Stated exercise
Rewrite everything from the line containing "Spot the red jersey" down to the end of the material, putting "Locate" in place of "Spot" and changing nothing else.

Given data
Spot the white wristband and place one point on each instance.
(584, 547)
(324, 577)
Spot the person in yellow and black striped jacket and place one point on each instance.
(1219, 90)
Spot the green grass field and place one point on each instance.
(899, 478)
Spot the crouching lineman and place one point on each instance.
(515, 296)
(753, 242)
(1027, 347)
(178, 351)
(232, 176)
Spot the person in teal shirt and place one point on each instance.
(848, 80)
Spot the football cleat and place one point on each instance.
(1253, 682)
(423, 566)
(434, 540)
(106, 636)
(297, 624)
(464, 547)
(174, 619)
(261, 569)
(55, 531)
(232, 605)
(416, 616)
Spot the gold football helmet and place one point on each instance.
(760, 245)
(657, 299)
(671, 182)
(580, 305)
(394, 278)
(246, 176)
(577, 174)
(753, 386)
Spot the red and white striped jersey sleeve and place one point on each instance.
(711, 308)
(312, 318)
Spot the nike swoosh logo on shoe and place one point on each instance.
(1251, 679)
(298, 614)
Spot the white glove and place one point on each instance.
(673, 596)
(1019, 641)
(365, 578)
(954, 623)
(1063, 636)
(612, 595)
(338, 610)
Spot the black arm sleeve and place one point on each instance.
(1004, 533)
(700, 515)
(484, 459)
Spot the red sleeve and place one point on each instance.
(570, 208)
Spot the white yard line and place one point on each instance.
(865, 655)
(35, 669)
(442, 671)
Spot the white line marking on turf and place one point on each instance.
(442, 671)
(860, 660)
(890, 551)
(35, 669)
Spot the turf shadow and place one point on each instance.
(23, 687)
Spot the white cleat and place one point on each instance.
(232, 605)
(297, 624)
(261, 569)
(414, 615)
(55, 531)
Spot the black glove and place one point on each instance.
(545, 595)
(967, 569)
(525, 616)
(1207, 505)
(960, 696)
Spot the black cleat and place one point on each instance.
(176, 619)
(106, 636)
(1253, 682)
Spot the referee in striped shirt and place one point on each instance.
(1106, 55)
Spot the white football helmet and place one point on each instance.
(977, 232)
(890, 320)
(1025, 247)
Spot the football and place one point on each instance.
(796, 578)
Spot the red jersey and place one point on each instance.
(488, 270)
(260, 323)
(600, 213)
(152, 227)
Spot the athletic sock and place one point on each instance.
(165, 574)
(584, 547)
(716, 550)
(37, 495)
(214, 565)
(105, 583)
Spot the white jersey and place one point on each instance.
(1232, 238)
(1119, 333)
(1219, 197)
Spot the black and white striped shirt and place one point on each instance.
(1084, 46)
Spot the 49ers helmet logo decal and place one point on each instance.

Solved problem
Locate the red jersey and place one point on each instance.
(488, 270)
(260, 323)
(600, 213)
(152, 227)
Locate the athletic sock and place one point on each instance.
(165, 574)
(584, 547)
(716, 550)
(37, 495)
(214, 565)
(105, 583)
Locate the white jersey and place one point on each instance.
(1232, 238)
(1119, 333)
(1219, 197)
Locate the black and white striped shirt and place one point on each instance.
(1084, 46)
Locate the 49ers helmet logo decal and place one point on each instance.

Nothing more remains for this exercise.